### [TASK BRIEF]
Each line in the material below, starting at the one with "e.g. point(60, 59)" and ending at the one with "e.g. point(871, 550)", is to be reproduced exactly; no picture is to be copied.
MATERIAL FOR THIS TASK below:
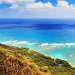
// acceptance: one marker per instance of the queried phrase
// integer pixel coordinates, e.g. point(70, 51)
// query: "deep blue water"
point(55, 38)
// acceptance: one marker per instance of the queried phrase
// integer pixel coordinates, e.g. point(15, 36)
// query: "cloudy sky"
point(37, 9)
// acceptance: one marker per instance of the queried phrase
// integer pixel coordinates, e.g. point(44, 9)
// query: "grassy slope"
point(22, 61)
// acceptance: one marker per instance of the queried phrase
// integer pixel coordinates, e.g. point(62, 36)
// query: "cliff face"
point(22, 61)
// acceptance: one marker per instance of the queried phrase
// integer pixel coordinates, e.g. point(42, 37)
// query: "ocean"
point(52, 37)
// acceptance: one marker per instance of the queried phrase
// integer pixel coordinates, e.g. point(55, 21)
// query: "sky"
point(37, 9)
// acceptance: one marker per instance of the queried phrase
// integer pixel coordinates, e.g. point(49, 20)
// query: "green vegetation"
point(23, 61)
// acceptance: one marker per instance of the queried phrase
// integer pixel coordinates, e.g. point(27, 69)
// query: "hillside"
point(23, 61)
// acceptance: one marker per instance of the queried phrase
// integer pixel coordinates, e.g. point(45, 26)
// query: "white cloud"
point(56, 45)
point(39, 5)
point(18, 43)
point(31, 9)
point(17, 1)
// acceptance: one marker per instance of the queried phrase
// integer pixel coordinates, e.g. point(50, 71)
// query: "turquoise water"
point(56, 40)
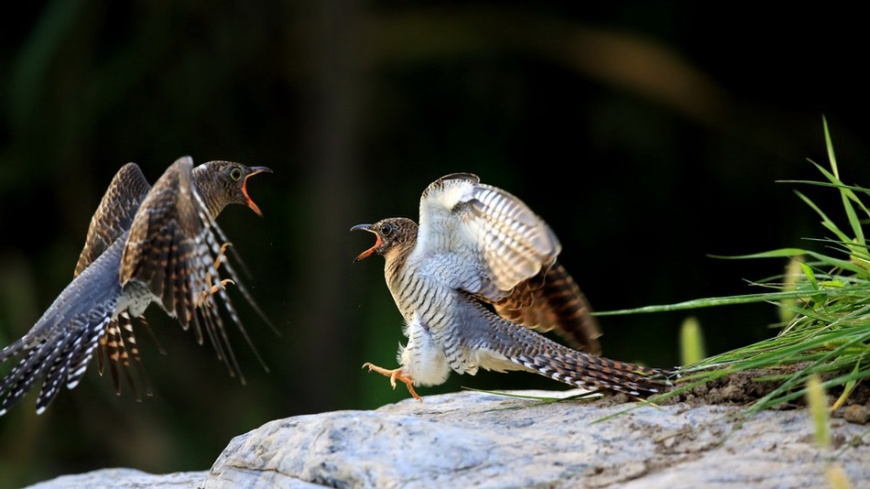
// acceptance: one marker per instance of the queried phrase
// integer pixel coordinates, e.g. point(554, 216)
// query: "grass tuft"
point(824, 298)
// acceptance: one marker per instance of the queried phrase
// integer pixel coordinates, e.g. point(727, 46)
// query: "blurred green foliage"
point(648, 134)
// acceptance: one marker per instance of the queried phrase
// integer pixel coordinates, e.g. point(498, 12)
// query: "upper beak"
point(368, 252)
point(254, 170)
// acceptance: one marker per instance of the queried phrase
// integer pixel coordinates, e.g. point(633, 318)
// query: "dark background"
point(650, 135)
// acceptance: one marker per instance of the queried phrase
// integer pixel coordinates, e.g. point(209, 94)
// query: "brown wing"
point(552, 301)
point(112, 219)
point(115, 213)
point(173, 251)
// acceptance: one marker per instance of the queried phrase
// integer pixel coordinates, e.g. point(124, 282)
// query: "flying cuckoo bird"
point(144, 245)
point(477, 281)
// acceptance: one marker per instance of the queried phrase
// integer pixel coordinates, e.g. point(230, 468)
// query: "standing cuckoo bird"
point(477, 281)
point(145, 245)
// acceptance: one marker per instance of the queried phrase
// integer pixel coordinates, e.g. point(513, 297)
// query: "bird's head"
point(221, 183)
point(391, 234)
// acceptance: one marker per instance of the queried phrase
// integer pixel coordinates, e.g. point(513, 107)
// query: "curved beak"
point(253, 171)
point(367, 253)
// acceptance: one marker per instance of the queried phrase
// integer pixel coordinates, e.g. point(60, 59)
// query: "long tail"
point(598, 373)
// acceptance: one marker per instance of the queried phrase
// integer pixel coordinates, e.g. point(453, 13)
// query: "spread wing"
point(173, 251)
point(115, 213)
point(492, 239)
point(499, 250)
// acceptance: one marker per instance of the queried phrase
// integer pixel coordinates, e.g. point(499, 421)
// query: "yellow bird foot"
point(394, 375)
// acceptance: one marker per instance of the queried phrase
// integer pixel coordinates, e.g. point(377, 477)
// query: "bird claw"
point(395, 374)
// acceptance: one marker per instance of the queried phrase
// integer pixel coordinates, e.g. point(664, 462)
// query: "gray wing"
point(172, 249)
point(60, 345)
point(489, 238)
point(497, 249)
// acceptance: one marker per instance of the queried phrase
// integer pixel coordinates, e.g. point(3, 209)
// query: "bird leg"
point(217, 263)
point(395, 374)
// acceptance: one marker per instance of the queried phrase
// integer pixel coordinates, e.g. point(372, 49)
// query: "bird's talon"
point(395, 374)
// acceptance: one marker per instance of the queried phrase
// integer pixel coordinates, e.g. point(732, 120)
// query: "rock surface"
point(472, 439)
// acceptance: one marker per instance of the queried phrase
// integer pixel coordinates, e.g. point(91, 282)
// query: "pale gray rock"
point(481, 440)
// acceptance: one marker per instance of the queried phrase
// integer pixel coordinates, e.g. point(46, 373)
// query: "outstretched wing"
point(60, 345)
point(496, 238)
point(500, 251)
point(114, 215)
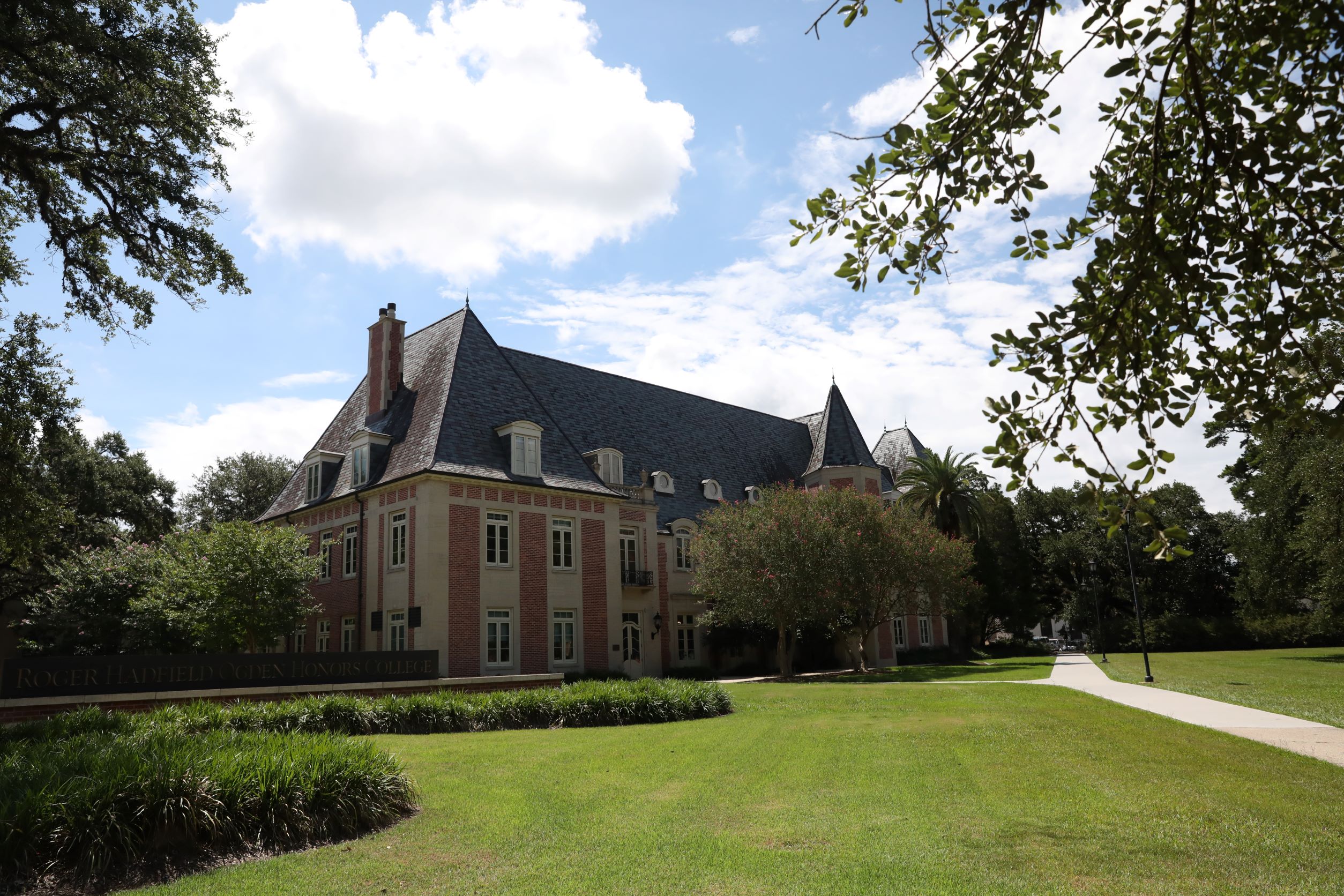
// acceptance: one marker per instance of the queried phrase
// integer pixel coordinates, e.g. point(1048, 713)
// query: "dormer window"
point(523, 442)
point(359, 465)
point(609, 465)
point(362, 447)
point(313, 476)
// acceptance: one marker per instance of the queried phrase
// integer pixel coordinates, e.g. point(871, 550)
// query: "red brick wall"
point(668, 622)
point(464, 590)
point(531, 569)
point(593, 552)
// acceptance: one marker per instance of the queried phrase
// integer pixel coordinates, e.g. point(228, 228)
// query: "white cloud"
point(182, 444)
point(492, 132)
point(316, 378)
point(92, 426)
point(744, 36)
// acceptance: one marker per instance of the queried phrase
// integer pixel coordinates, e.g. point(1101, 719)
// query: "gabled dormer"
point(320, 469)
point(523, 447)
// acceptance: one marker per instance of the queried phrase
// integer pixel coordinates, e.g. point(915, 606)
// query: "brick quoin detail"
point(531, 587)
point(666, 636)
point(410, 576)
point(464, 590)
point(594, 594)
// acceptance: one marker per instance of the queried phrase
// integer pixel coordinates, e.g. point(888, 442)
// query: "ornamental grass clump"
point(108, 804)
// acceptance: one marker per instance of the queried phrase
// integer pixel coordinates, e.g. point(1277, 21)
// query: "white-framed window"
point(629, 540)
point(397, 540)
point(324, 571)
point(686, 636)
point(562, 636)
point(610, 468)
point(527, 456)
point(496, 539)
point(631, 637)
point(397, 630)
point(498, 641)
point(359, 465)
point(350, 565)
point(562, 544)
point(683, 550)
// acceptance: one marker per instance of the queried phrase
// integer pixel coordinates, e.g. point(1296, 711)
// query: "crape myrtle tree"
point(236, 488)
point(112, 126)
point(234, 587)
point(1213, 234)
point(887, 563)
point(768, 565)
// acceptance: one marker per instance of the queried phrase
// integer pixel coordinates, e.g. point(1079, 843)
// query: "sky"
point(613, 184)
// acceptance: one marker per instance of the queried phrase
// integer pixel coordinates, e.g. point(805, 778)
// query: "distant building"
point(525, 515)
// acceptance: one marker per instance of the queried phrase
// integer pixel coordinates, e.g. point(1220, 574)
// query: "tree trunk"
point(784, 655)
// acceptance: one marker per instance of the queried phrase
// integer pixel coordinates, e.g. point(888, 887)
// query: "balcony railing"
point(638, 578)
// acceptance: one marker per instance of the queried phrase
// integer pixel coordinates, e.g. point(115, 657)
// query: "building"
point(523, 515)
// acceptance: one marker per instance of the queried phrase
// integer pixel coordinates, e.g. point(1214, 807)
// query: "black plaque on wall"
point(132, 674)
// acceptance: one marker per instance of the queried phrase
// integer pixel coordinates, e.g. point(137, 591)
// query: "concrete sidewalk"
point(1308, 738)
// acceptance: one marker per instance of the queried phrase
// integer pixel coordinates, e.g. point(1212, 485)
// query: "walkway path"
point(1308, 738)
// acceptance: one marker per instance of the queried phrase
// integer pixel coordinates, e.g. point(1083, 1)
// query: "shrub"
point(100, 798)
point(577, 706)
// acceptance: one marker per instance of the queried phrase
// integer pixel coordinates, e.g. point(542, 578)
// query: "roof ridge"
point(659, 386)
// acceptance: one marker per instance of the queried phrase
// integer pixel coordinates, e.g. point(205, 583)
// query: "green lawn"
End of MATERIAL FOR THIS TASK.
MATERIAL FOR THIS TASK below:
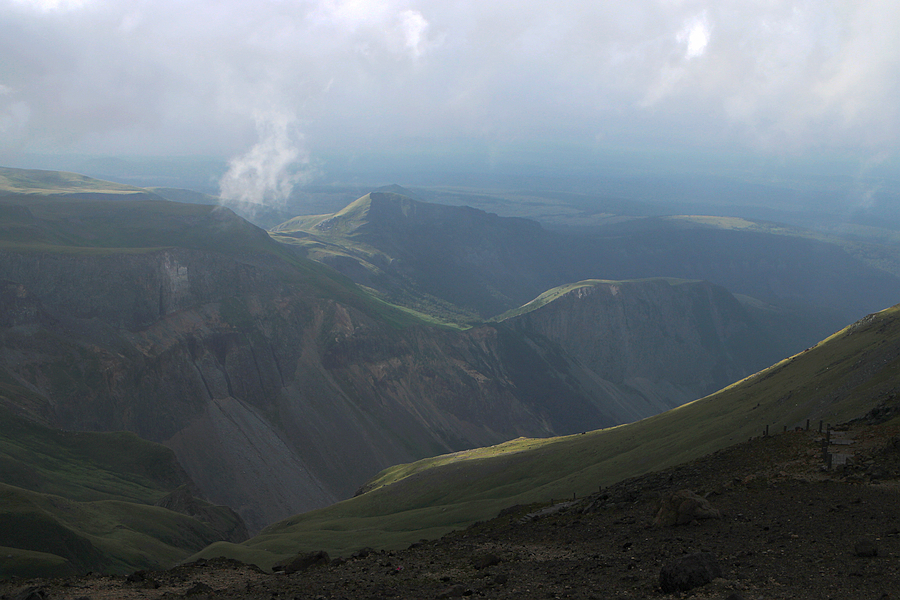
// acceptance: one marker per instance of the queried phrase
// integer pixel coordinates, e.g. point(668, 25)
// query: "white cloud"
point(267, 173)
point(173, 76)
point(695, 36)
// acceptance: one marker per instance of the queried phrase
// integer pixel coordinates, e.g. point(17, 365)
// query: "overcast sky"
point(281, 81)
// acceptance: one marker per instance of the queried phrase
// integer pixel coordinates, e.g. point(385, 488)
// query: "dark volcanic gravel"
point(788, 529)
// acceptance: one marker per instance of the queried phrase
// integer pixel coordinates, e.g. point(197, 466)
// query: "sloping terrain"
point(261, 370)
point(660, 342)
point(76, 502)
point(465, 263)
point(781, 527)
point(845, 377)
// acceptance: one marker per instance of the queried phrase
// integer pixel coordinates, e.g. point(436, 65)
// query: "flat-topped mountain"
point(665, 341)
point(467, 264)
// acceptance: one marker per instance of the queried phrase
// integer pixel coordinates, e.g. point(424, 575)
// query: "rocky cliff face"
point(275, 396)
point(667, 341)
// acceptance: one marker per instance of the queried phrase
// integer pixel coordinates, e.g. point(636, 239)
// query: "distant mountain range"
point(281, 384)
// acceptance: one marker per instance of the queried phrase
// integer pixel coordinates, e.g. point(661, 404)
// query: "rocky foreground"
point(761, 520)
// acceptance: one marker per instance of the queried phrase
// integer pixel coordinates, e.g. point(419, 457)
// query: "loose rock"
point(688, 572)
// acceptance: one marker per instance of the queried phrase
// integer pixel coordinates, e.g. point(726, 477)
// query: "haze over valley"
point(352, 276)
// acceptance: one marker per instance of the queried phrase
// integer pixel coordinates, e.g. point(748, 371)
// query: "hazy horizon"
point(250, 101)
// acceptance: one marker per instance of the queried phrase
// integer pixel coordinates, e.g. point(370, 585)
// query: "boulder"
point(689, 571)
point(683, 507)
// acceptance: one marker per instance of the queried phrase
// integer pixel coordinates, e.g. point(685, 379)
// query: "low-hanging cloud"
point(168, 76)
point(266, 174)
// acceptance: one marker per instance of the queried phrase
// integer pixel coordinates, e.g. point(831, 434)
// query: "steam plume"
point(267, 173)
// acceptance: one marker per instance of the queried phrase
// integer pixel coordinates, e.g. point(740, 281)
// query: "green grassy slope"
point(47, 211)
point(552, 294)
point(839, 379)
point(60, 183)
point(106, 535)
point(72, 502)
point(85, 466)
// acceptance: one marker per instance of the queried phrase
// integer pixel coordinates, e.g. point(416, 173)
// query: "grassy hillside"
End of MATERIAL FOR THIS TASK.
### [RESPONSE]
// integer pixel coordinates, e.g. point(60, 59)
// query: "long tail"
point(598, 373)
// acceptance: one marker per instance of the queried phrase
// integer pixel coordinates, e.g. point(453, 13)
// query: "spread wing"
point(173, 251)
point(115, 213)
point(492, 239)
point(499, 250)
// acceptance: one marker per instance of the queried phrase
// integer pixel coordinates, e.g. point(499, 421)
// query: "yellow bird foot"
point(394, 375)
// acceptance: one marker per instance of the queried phrase
// integer pixel coordinates, e.g. point(377, 477)
// query: "bird claw"
point(395, 374)
// acceptance: one marker per instance of the queried phrase
// integer pixel coordinates, e.g. point(664, 462)
// query: "gray wing"
point(172, 249)
point(60, 345)
point(489, 238)
point(497, 249)
// acceptance: one marker per instance of the queried phrase
// integer pixel coordinates, e.g. point(3, 209)
// query: "bird leg"
point(217, 263)
point(395, 374)
// acceptance: one marker per instance of the queried phrase
// integer pixel coordinates, e.g. point(372, 49)
// query: "bird's talon"
point(395, 374)
// acceptance: one marker per instance of the queried phrase
// integer pixel coordinates, e.g. point(732, 120)
// query: "rock surface"
point(472, 439)
// acceptance: one marker per instance of the queried phrase
// integer pixel coordinates, e.g. point(91, 282)
// query: "pale gray rock"
point(481, 440)
// acceptance: one marker per instance of the queried phrase
// integer pixel coordinates, e.g. point(46, 373)
// query: "outstretched wing"
point(60, 345)
point(496, 238)
point(500, 251)
point(114, 215)
// acceptance: one marker per instance of the queried phrase
// integer pixel coordinates, e.g. point(1048, 713)
// query: "dormer window"
point(523, 442)
point(359, 465)
point(609, 465)
point(362, 447)
point(313, 476)
// acceptance: one marker per instance of the queried phrase
// integer pixel coordinates, e.g. point(871, 550)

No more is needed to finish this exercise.